This model uses iterative reweighting of samples to make a regression or
classification estimator robust.
The principle of the algorithm is to use an empirical risk minimization
principle where the risk is estimated using a robust estimator (for example
Huber estimator or median-of-means estimator)[1], [3]. The idea behind this
algorithm was mentioned before in [2].
This idea translates in an iterative algorithm where the sample_weight
are changed at each iterations and are dependent of the sample. Informally
the outliers should have small weight while the inliers should have big
weight, where outliers are sample with a big loss function.
This algorithm enjoy a non-zero breakdown-point (it can handle arbitrarily
bad outliers). When the "mom" weighting scheme is used, k outliers can be
tolerated. When the "Huber" weighting scheme is used, asymptotically the
number of outliers has to be less than half the sample size.
Read more in the :ref:`User Guide <robust>`.
Parameters
----------
weighting : string, default="huber"
Weighting scheme used to make the estimator robust.
Can be 'huber' for huber-type weights or 'mom' for median-of-means
type weights.
max_iter : int, default=100
Maximum number of iterations.
For more information, see the optimization scheme of base_estimator.
c : float>0 or None, default=None
Parameter used for Huber weighting procedure, used only if weightings
is 'huber'. Measure the robustness of the weighting procedure. A small
value of c means a more robust estimator.
Can have a big effect on efficiency.
If None, c is estimated at each step using half the Inter-quartile
range, this tends to be conservative (robust).
k : int < sample_size/2, default=1
Parameter used for mom weighting procedure, used only if weightings
is 'mom'. 2k+1 is the number of blocks used for median-of-means
estimation, higher value of k means a more robust estimator.
Can have a big effect on efficiency.
If None, k is estimated using the number of points distant from the
median of means of more than 2 times a robust estimate of the scale
(using the inter-quartile range), this tends to be conservative
(robust).
loss : string, None or callable, default="log"
Classification losses supported : 'log', 'hinge', 'modified_huber'.
If 'log', then the base_estimator must support predict_proba.
sgd_args : dict, default={}
arguments of the SGDClassifier base estimator.
multi_class : string, default="ovr"
multi-class scheme. Can be either "ovo" for OneVsOneClassifier or "ovr"
for OneVsRestClassifier or "binary" for binary classification.
n_jobs : int, default=1
number of jobs used in the multi-class meta-algorithm computation.
★ ★ ★ ★ ★ ★ ★
- Aim -
According to the robust estimator documentation, how many blocks does median-of-means estimation use, expressed in terms of k?

- Dataset excerpts -
★ ★ ★ ★ ★ ★ ★
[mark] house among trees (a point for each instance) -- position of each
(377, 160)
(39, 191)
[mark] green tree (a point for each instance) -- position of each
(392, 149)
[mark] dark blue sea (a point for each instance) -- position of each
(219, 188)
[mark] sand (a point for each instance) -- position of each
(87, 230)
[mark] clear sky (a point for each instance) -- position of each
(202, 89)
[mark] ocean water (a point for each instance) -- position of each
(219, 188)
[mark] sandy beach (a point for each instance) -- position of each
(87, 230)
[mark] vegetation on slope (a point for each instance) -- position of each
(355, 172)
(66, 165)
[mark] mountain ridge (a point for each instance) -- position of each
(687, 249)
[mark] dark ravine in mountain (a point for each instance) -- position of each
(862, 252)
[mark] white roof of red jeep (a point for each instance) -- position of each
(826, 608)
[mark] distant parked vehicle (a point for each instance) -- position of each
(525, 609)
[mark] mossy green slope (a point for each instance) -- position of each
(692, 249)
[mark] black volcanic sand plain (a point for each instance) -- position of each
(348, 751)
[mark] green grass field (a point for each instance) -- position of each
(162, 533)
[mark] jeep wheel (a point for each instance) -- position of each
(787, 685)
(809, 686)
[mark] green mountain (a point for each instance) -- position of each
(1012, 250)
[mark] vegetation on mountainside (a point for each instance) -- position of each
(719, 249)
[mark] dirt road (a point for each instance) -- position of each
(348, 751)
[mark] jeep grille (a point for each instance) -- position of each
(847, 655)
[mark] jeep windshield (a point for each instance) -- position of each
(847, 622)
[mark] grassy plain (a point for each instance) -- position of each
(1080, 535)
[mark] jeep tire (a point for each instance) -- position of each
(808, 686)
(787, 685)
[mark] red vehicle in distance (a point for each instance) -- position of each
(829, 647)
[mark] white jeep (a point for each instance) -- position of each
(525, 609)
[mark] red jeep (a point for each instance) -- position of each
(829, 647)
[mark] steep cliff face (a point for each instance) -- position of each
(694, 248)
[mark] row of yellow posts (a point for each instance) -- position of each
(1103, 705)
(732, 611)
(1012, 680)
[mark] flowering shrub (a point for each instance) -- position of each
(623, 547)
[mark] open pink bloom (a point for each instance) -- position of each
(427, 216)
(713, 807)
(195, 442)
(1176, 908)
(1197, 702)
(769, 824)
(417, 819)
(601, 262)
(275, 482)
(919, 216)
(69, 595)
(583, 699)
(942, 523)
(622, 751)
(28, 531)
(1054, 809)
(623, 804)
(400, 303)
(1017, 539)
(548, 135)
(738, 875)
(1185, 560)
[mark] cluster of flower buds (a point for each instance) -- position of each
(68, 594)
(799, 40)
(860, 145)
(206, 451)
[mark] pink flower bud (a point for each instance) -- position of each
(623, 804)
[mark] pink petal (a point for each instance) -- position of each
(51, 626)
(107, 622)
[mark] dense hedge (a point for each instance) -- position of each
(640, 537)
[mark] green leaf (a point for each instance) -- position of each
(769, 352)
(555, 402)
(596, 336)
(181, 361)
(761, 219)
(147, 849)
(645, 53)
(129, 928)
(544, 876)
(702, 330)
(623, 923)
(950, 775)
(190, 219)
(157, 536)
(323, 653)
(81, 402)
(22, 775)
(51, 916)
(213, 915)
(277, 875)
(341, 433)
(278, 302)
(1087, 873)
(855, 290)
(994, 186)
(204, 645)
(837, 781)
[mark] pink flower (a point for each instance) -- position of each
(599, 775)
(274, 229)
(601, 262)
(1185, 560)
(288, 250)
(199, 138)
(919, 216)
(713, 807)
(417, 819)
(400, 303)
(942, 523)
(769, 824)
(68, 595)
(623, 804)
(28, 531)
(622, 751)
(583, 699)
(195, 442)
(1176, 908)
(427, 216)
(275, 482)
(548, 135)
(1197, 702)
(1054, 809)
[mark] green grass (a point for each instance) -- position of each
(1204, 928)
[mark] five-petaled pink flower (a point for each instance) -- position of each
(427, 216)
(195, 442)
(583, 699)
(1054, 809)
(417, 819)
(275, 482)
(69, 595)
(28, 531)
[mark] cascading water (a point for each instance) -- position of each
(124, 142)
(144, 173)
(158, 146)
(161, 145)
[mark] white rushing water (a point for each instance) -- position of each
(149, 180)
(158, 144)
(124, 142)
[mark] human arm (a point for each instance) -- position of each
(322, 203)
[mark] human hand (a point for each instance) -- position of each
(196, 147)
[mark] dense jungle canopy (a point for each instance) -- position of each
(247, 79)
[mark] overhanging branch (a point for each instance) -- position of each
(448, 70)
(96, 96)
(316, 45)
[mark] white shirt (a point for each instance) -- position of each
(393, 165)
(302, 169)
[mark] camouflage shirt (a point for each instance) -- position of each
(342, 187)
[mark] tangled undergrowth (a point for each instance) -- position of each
★ ★ ★ ★ ★ ★ ★
- The response -
2k+1 blocks.